Payroll cards are an economical alternative to the traditional payroll delivery methods of paper checks or direct deposit. Cards are issued by payment processors such as Visa, which allows workers to use them almost anywhere and access their money from an ATM or cash back purchase like debit and credit cards.
Financial services consulting firm Aite Group reports that businesses paid out more than $30 billion worth of wages with payroll cards in 2012 and that number has been growing since. Businesses use the cards as an economical way to process and distribute payroll and eliminate paper payroll checks that are expensive to print and distribute and are vulnerable to fraud. Direct deposit is an excellent and economical paperless solution for payroll but only if employees have a bank account. Payroll cards are the next best thing for employees who don’t.
Problems with Payroll Cards
While payroll cards provide a cost-savings solution for employers, they can be problematic for the employees to use because of associated fees. While the employer usually pays nothing for the cards, the employee may encounter monthly maintenance fees, ATM fees, customer service fees, point-of-sale fees and overdraft fees. These can add up, especially for low income workers who may already be struggling financially. For these reasons, it is a violation of the law in many states to require an employee to use a payroll card without offering a paper alternative as well.
The New York attorney general’s office is investigating large employers including Time Warner Cable, Walmart, Darden Restaurants, and Home Depot for allegedly pushing employees too hard to accept payroll pay cards according to Bloomberg. Legislators are also getting involved in payroll pay card protections, concerned about workers getting fee-free access to their wages. Senators led by Connecticut Senator Richard Blumenthal, New York Senator Chuck Schumer, and Virginia Senator Joe Manchin are urging Consumer Financial Protection Bureau and Department of Labor action on payroll card fees and employer pressure on employees.
------------------------------------
* PROBLEM SET:
**a.** According to the text on payroll cards, how much in wages did businesses pay out with payroll cards in 2012?
**b.** Write the next part of the text on payroll cards, picking up after its final sentence.

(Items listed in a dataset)
------------------------------------
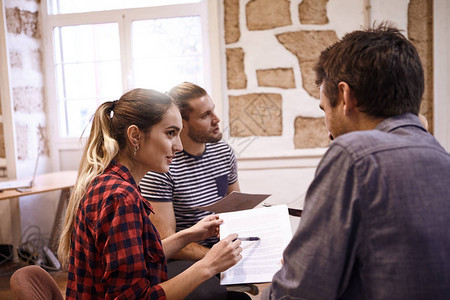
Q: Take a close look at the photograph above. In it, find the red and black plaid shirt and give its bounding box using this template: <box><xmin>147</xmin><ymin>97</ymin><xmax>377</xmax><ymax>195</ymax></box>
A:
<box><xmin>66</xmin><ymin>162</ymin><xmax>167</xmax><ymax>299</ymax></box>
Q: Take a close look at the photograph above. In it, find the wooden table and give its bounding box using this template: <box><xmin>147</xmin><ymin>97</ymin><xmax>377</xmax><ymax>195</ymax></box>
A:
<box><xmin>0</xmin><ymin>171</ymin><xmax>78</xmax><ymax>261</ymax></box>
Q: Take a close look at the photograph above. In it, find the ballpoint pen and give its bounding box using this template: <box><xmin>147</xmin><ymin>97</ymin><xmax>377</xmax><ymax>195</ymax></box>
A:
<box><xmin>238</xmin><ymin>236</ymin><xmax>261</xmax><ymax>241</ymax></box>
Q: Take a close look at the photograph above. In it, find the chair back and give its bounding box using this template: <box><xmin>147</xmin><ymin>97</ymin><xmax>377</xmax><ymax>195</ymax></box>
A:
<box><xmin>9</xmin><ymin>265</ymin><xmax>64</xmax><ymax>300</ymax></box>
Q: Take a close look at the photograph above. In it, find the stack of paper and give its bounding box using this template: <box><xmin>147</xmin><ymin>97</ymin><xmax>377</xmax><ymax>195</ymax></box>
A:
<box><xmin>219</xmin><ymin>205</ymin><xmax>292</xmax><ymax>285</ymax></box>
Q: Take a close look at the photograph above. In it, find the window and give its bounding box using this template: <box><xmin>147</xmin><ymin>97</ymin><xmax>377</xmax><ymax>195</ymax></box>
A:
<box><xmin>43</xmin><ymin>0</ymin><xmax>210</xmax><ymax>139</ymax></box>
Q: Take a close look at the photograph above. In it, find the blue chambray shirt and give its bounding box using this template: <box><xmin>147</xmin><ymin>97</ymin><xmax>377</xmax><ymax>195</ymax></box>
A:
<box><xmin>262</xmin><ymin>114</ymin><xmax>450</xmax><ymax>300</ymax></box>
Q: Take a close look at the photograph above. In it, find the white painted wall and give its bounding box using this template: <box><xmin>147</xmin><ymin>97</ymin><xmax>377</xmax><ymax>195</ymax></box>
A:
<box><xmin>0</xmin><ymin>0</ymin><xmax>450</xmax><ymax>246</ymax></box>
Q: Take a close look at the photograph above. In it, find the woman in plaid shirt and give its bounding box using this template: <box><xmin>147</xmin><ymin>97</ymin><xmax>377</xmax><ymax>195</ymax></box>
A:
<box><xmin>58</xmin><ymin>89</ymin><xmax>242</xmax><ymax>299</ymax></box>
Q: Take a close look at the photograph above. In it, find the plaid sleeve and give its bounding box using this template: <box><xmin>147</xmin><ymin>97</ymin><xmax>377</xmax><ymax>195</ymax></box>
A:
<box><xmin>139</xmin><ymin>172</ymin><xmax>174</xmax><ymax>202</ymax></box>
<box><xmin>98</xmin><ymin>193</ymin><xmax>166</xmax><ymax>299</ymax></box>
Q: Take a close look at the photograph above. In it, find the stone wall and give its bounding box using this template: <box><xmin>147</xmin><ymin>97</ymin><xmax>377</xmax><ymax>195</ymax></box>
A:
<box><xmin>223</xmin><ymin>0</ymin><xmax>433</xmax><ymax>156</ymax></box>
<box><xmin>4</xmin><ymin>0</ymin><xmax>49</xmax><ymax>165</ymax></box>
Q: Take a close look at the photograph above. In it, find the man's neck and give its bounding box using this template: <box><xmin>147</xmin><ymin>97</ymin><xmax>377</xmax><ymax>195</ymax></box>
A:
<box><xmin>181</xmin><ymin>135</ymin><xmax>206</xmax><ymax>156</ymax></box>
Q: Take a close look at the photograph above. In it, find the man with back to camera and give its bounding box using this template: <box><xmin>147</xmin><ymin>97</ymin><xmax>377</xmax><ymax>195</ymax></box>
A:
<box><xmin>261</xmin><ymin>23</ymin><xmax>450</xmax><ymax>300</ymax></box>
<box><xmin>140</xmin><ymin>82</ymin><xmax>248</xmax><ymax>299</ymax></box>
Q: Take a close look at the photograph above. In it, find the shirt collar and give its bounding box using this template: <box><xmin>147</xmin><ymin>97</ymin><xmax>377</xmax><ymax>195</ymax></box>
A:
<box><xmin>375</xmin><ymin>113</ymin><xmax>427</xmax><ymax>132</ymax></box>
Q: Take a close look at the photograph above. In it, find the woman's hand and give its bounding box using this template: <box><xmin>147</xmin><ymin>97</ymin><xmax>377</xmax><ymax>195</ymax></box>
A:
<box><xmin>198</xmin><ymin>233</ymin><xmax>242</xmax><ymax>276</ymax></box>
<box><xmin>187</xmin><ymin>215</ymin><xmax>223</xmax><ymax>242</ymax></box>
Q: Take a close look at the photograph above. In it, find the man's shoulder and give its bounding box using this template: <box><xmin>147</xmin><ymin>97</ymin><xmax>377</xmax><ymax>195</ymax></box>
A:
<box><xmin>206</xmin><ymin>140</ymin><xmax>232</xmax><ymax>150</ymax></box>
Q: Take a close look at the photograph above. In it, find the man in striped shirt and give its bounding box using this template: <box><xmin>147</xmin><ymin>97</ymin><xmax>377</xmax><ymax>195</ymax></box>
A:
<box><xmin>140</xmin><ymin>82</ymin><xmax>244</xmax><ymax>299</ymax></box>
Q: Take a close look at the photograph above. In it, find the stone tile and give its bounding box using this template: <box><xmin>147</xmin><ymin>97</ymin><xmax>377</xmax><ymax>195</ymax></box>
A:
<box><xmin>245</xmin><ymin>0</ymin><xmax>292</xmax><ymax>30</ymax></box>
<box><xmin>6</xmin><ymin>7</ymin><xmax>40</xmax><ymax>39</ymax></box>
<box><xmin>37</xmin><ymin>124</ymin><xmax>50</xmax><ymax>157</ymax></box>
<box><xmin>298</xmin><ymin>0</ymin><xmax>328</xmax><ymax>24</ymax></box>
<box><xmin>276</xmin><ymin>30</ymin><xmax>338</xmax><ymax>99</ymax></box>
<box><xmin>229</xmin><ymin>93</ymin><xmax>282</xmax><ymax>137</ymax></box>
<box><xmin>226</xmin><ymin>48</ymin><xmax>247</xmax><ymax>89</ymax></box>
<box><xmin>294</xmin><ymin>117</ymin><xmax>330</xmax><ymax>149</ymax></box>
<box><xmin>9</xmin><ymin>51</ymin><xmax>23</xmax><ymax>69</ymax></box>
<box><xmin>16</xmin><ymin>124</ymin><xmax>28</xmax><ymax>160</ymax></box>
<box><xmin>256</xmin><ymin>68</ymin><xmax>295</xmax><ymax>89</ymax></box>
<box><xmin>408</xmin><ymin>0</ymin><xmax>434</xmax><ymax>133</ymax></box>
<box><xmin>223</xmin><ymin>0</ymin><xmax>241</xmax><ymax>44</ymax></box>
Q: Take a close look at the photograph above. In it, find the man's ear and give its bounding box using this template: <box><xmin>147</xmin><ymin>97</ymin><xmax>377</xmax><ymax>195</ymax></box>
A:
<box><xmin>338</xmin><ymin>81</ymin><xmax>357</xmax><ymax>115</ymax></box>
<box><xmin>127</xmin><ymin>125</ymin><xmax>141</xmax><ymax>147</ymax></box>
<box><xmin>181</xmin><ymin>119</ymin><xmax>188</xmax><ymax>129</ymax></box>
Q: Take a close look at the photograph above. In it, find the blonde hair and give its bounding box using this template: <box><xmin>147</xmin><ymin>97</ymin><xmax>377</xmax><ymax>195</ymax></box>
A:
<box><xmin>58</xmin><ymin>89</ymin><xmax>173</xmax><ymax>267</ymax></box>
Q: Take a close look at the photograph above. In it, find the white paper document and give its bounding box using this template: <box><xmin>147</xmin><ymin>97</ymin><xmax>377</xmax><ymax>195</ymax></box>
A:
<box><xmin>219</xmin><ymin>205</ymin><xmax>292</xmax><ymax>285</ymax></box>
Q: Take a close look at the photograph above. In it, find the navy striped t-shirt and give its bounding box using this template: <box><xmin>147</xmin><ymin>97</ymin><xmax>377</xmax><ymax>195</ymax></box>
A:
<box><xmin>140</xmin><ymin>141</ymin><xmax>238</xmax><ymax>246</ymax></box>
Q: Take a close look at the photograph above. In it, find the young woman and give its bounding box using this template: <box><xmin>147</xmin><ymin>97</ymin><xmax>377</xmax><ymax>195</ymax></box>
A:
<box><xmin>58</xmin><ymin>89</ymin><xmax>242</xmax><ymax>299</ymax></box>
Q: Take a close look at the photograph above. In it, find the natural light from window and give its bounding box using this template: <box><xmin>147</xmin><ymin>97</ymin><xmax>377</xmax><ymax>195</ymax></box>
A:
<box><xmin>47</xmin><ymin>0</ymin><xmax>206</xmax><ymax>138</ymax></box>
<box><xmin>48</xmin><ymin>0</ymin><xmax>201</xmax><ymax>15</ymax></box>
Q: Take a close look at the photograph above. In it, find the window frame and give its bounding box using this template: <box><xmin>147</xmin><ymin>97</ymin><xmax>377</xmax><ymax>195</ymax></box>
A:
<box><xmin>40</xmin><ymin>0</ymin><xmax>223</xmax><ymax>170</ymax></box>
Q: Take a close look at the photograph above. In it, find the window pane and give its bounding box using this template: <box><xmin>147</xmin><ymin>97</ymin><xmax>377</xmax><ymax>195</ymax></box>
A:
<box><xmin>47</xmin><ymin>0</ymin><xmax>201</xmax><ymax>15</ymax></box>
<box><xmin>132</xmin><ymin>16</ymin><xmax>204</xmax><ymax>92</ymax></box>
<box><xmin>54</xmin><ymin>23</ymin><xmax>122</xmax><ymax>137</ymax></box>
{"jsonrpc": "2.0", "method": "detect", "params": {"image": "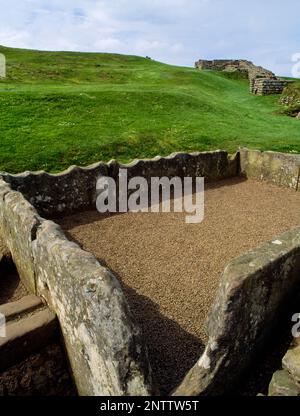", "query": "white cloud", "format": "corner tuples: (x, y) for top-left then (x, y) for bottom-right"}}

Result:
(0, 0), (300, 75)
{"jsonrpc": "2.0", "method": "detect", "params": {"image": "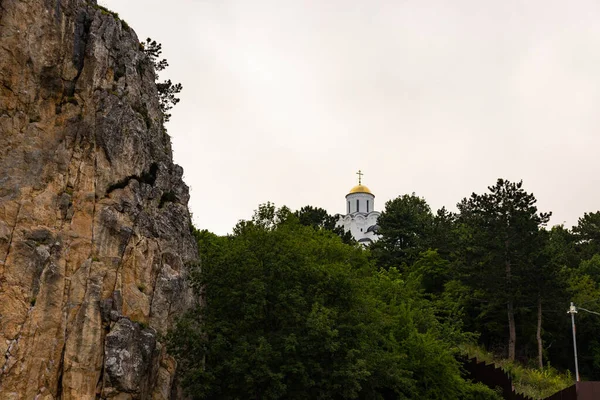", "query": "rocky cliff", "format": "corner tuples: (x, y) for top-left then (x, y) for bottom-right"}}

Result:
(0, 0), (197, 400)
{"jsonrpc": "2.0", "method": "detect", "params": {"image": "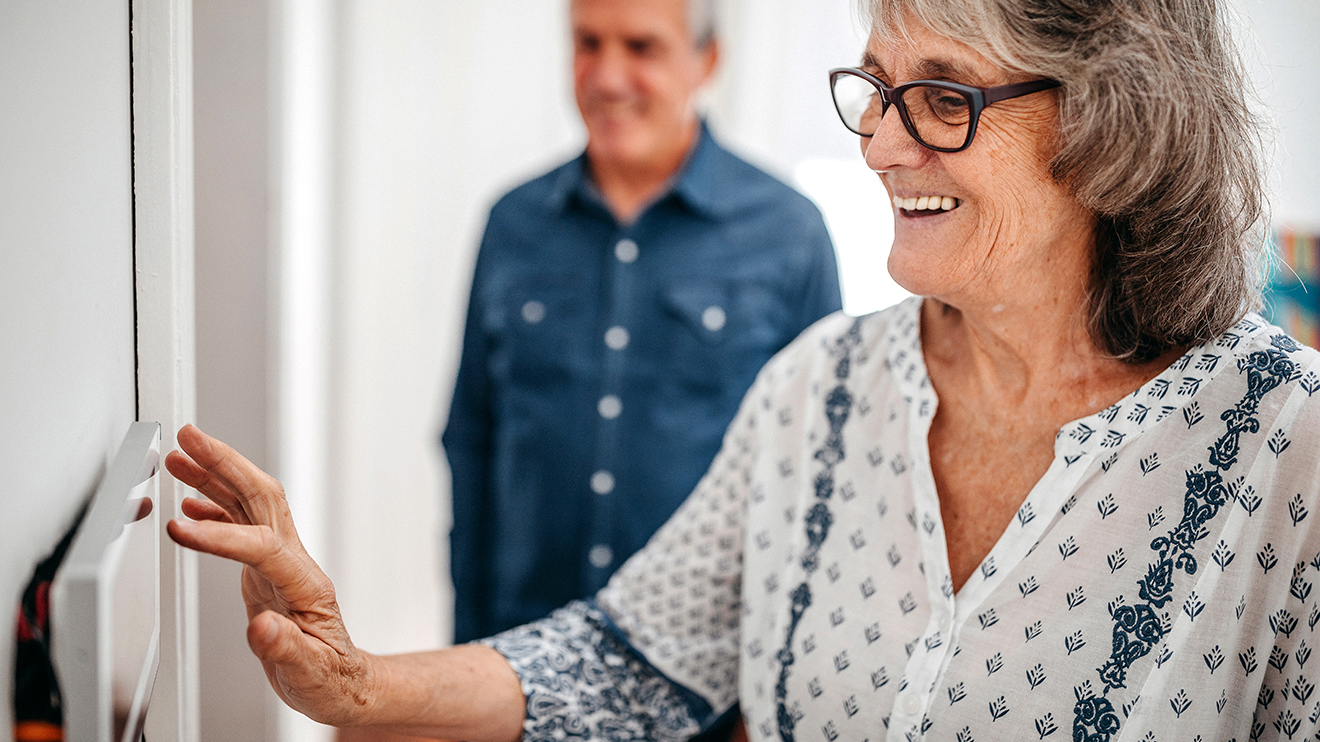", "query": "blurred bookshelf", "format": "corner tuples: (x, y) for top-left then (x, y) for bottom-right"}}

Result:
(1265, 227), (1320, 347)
------------------------------------
* RESULTS IN ORDER:
**a.** More than $30 billion

**b.**
2013 Pennsylvania Lawsuit
A 2013 class action lawsuit in Pennsylvania brought by restaurant employee Natalie Gunshannon against 16 McDonald’s Corp franchises prompted closer attention to the issue. Gunshannon claimed that pay structure caused non-managerial employees to get less than minimum wage after fees to access wages earned.
Gunshannon’s lawsuit raised awareness of concerns with payroll paycards and prompted better regulation. 22 bills were introduced regarding payroll paycards in 19 states in 2014, a significant increase. This year, bills have been introduced in Colorado, Connecticut, Florida, Iowa, Minnesota, New York, and Washington. Some of the legislation is problematic, such as proposals that employers pay the fees for access, where they don’t have to pay bank fees for other types of payroll.
Hawaiian law passed last year that shifts the cost of ATM fees from workers to employers takes some of the economic savings out of paycards for payroll. It requires that employees get at least three free withdrawals per pay period from their paycard pay accounts, and that employers have to provide employees information about payroll cards in advance, including a schedule of fees.
What Employers Should Know
Employers should pay attention to compliance with federal payroll card requirements as well as their state-specific legislation. They should remember that they are responsible for providing information to their employees when they initiate pay card programs, including clear disclosure that the programs are voluntary. The Network Branded Prepaid Card Association’s employer guide, “An Employer’s Guide to Payroll Cards,” is a good resource that has guidance for employers regarding payroll card program.
Overall, paycards can be a very beneficial program for employers and employees, as long as the guidelines and fees associated with use are clear to both parties. PAYDAY has the capability to offer paycards to your employees. Contact your dedicated account rep or a salesperson to learn more about this service.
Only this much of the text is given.